**Apply what you read**.
1. From the comments below, extract everything from "Bob and Jim, I" down to "this fine man.".
2. In the comments below, where did Debbie Nathan and Mike Snedeker find Bee's case?

**Source extract**.

    • rbchatelle says:

      Cher, thank you so much!

    • Alfred Bernard says:

      My name is Fred Bernard. I am a tenant in the building Bernard purchased a year or so ago. I manage the building for Bernard and Dave. I have been really taken back by the sudden passing of Bernard. I only knew him a short time but what I do know is “I’ve never met such a kind and caring gentleman in all my 66 yrs. I have to admit I was a little skeptical of him at first. I thought “This guy can’t be for real”. His pro active approach to upgrading our building, inside and out, was definitely out of the norm. His interest in our well being was # 1 on his agenda. He spared no expense in discarding old appliances and replacing them with newer more efficient ones. Bernard was the real deal. He “Walked the talk” as they say. For some one who has gone through what he has and can still remain a caring human being is a testament to his fine character. I feel cheated for not having the opportunity to have known him longer and to have called him a friend for many more years. R.I.P. Bernard

  11. Debbie Nathan says:

    Bob and Jim, I have thanked you before but must thank you again. When Mike Snedeker and I discovered Bee’s case, while we were researching Satan’s Silence (we found it in a New York Times Index…buried…just a tiny squib of a news piece) we did not know how to help him. I worried a lot about Bee and felt helpless to assist him. You took that worry off me by advocating for Bee and loving him — and by founding the National Center for Reason and Justice. When Bee was finally freed I got to meet him. He was a delightful person and it brought me joy to know I’d helped give him back his life. But you two helped most of all. I am grateful and send you my deep condolences on the loss of this fine man.

**Extracted entries**.
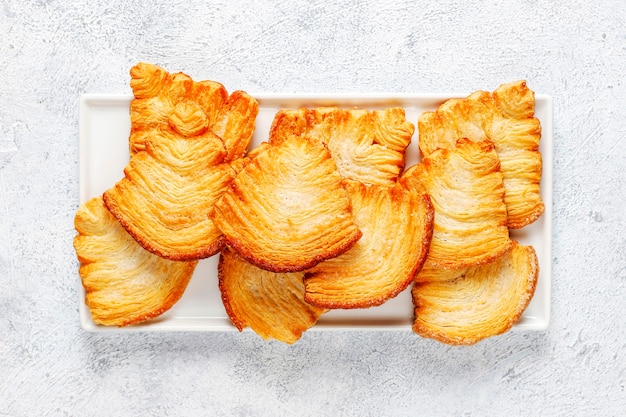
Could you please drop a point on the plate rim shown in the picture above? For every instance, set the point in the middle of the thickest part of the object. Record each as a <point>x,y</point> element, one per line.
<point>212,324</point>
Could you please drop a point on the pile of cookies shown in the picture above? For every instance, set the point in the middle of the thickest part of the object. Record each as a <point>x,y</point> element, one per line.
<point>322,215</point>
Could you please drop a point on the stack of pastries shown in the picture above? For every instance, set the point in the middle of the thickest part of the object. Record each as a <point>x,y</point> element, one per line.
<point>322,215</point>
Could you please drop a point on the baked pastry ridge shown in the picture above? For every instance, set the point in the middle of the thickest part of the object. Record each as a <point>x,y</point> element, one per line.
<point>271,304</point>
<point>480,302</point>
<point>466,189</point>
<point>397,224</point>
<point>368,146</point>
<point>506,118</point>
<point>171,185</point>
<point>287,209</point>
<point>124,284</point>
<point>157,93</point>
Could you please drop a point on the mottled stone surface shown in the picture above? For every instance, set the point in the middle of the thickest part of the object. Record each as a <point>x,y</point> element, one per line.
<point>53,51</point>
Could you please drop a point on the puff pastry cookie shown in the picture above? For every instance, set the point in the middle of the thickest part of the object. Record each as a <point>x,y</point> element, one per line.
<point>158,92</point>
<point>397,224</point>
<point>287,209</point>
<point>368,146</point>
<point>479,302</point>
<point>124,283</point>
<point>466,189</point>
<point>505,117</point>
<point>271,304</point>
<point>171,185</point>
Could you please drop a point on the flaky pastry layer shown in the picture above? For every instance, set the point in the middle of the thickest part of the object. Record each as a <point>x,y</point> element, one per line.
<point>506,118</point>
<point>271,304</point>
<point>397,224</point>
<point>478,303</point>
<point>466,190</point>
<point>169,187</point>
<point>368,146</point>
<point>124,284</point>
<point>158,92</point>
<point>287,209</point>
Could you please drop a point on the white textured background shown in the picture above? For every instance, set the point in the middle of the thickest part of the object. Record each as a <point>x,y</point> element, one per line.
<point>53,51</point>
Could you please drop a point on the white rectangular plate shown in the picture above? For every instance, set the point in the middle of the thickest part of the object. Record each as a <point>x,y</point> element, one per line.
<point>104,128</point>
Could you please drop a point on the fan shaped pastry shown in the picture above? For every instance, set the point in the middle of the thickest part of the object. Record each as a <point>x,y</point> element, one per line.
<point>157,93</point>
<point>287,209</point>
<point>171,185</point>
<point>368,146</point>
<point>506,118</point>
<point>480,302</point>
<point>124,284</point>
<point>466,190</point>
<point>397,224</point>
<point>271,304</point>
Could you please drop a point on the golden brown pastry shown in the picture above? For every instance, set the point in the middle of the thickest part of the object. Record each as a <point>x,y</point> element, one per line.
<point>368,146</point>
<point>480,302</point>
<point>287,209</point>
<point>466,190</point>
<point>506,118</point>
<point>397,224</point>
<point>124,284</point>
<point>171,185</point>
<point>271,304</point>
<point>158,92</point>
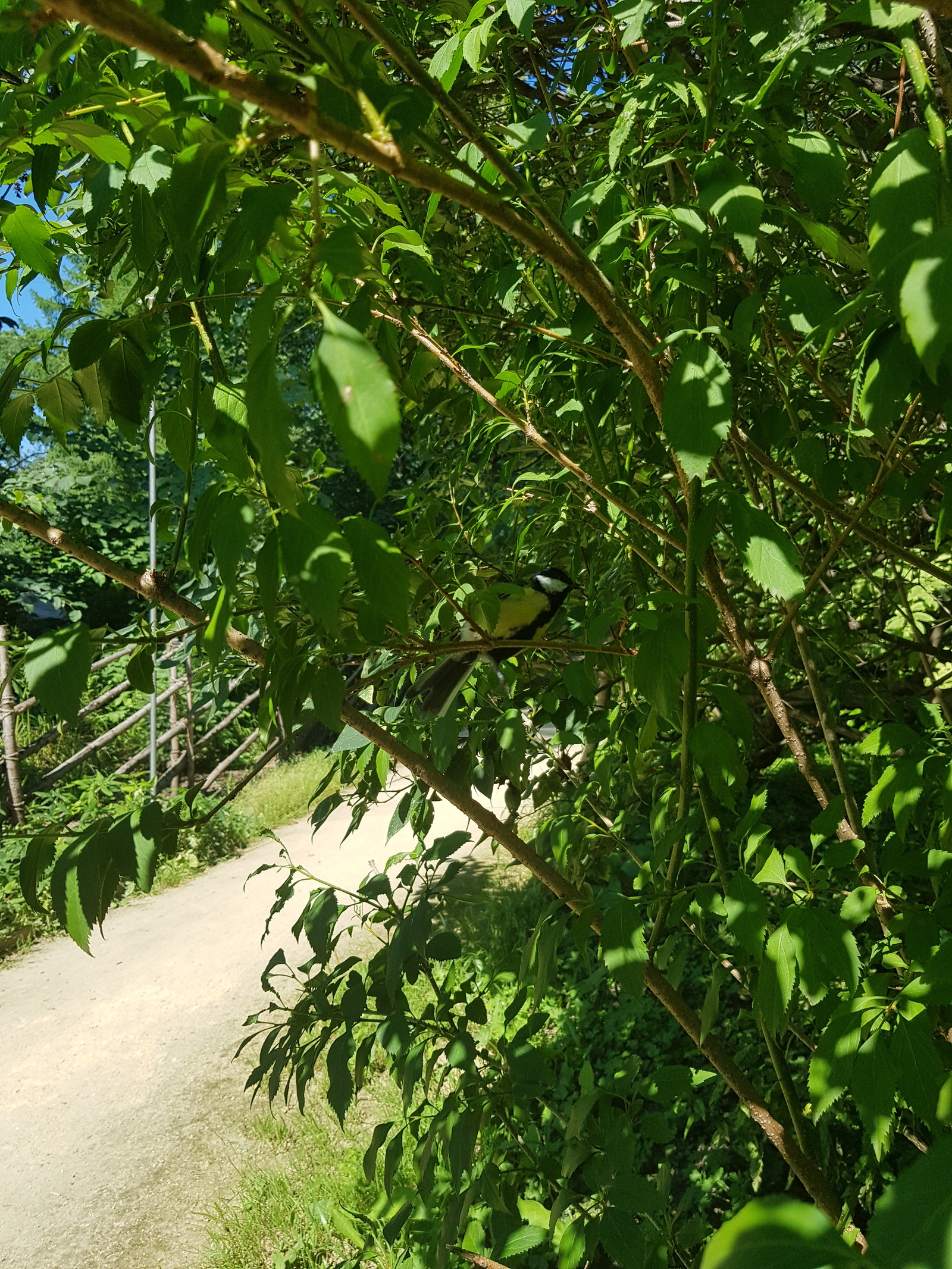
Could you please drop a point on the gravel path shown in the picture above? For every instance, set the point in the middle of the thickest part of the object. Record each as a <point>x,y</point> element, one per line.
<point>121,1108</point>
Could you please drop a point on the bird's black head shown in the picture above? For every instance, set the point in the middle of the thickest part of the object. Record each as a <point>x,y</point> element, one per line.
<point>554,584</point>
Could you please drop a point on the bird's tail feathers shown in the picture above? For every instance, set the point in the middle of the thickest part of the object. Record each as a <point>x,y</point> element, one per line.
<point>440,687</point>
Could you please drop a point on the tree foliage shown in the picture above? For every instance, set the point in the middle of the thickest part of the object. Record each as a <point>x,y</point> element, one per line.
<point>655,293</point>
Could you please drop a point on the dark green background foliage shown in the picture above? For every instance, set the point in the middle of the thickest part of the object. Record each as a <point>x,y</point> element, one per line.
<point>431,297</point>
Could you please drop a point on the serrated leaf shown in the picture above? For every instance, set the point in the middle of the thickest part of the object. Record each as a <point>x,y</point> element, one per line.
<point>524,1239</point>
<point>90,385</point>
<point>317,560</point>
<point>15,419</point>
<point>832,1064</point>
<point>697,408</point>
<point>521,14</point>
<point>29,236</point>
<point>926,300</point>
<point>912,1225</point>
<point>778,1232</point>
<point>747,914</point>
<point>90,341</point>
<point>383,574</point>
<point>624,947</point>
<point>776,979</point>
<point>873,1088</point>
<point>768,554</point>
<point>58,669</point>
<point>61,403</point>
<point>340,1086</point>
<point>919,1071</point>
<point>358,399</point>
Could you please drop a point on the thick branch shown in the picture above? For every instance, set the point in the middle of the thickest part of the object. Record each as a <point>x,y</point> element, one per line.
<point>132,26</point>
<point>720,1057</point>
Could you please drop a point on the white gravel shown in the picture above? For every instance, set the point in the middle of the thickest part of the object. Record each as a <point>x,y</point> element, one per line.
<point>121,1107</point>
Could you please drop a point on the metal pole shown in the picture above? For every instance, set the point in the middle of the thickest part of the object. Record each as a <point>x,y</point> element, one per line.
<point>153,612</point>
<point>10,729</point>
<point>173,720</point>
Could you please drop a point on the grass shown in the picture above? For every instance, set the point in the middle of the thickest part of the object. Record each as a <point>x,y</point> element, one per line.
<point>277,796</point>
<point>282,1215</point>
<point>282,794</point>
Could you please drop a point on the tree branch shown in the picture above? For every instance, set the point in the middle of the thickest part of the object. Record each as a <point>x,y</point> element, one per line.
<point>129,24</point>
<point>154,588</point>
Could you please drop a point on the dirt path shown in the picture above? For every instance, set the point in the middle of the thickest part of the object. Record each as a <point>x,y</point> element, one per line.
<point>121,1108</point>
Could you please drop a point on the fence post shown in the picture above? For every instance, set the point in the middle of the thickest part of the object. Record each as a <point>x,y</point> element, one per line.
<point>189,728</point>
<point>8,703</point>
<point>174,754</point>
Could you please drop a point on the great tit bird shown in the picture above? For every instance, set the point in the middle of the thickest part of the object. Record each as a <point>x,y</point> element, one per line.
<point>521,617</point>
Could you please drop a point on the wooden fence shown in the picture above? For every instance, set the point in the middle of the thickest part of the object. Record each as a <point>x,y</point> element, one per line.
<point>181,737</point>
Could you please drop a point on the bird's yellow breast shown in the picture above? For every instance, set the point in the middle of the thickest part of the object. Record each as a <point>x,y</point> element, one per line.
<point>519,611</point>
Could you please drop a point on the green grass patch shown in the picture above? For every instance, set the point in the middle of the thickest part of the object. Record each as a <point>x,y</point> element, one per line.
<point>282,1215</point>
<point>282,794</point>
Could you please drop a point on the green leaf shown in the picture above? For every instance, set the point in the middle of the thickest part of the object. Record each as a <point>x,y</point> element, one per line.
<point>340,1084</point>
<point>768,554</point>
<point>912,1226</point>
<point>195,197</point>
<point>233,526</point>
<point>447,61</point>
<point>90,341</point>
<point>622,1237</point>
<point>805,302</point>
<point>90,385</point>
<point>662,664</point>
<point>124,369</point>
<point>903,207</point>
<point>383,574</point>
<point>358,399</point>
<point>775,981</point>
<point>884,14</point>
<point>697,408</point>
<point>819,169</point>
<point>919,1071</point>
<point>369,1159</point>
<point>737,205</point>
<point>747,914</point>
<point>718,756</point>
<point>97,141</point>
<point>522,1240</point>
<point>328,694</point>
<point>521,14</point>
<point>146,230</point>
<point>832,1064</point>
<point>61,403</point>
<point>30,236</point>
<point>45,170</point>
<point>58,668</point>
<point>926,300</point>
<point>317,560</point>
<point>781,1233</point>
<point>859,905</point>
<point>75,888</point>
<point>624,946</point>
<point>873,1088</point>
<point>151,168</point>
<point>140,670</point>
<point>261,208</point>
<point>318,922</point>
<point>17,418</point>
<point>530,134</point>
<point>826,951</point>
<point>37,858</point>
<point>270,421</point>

---

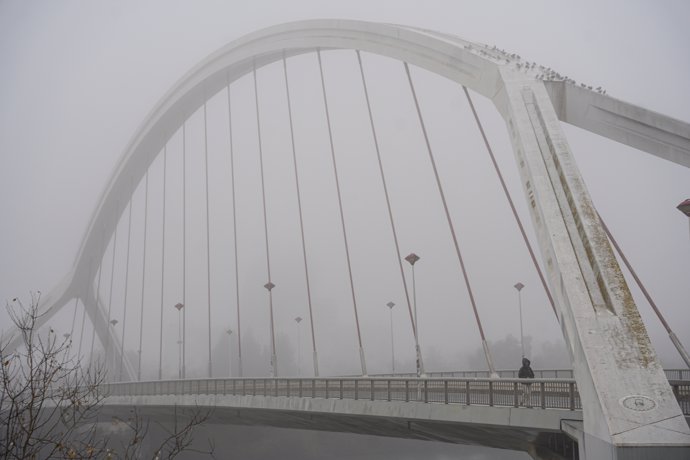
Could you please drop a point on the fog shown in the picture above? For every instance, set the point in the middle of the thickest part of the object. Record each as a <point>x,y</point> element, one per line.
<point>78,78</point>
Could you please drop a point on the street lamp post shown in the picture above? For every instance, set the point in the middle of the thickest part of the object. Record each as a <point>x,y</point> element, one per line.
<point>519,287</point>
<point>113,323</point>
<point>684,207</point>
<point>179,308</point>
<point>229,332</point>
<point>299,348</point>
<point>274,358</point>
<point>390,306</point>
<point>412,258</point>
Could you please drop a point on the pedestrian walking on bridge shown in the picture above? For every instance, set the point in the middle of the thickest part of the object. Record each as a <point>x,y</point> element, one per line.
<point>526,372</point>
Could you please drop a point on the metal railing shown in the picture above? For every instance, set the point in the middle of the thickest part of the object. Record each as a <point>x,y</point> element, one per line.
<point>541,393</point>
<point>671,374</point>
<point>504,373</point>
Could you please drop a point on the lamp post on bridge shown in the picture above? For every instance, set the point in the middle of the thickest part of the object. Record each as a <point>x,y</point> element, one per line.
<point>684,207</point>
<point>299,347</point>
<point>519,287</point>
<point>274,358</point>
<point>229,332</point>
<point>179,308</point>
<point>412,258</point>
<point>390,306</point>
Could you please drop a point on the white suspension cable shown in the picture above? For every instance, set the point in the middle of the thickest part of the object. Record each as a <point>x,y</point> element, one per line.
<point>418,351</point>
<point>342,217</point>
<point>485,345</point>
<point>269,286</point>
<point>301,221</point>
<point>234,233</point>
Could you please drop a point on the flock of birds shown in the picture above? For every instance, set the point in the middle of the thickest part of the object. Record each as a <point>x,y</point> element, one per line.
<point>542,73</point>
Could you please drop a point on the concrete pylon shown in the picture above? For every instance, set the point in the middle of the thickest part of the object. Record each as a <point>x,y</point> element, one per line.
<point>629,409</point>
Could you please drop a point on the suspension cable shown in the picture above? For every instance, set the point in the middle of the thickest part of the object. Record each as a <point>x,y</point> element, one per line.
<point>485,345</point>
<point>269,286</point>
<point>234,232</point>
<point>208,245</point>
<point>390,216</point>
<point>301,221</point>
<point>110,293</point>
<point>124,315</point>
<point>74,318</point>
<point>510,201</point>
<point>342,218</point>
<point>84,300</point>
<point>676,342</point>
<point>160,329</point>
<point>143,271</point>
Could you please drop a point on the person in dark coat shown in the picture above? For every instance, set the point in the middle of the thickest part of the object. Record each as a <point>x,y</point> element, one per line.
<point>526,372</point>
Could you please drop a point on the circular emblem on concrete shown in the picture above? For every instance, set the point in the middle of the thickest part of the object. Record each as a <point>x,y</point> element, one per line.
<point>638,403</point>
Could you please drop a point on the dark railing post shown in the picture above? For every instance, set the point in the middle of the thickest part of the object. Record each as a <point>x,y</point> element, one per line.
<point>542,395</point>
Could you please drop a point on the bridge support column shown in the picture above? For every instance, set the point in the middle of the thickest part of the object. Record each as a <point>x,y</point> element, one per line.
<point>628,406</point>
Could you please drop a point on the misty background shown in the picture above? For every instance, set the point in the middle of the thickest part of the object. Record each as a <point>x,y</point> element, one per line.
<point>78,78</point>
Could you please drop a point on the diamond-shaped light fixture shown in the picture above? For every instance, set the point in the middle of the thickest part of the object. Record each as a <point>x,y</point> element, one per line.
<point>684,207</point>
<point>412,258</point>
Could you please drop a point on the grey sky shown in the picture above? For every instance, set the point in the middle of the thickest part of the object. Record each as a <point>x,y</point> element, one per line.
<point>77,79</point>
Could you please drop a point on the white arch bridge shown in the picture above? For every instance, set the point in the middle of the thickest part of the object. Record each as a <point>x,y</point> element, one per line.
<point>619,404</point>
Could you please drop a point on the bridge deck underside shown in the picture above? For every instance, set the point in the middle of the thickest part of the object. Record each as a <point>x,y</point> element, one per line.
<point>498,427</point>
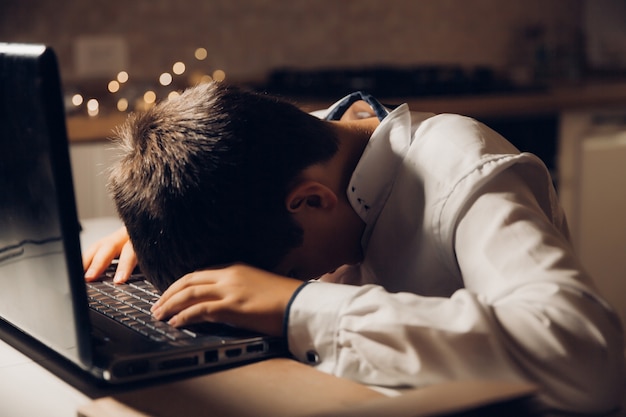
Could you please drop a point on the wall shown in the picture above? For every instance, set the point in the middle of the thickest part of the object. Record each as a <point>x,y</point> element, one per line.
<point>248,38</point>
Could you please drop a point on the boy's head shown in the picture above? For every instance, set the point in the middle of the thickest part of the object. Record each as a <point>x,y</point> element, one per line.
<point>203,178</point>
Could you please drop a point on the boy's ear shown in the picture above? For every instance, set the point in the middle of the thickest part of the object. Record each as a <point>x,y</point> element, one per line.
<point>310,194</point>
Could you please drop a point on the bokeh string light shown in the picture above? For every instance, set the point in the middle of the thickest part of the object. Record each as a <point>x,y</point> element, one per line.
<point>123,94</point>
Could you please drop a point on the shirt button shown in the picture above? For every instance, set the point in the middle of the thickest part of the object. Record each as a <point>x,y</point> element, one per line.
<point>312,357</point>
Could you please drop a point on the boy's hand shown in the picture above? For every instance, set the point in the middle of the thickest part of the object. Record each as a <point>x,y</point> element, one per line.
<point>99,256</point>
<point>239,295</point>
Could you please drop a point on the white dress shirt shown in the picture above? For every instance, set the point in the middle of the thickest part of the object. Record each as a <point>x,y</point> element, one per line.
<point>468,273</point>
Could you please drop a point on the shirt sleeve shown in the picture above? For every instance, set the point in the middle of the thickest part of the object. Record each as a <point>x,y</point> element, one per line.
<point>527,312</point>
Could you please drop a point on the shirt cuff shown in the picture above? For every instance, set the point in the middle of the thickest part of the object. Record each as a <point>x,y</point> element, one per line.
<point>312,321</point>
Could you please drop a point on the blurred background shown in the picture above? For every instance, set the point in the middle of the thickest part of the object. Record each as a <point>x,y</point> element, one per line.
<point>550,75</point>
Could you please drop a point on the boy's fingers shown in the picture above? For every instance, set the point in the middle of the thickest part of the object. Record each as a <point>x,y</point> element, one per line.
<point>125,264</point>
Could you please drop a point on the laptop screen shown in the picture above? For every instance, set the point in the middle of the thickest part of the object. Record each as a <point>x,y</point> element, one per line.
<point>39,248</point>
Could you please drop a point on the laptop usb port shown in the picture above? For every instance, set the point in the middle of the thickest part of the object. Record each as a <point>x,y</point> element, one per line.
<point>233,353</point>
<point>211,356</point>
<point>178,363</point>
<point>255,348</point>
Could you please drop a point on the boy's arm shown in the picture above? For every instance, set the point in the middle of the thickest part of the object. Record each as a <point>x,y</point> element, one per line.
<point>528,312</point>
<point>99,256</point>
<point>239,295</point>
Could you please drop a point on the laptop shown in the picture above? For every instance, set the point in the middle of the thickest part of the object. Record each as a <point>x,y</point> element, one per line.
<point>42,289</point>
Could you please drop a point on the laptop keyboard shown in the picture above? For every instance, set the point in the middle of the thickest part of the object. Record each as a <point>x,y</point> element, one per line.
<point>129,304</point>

**Answers given**.
1.
Bob and Jim, I have thanked you before but must thank you again. When Mike Snedeker and I discovered Bee’s case, while we were researching Satan’s Silence (we found it in a New York Times Index…buried…just a tiny squib of a news piece) we did not know how to help him. I worried a lot about Bee and felt helpless to assist him. You took that worry off me by advocating for Bee and loving him — and by founding the National Center for Reason and Justice. When Bee was finally freed I got to meet him. He was a delightful person and it brought me joy to know I’d helped give him back his life. But you two helped most of all. I am grateful and send you my deep condolences on the loss of this fine man.

2. In a New York Times Index.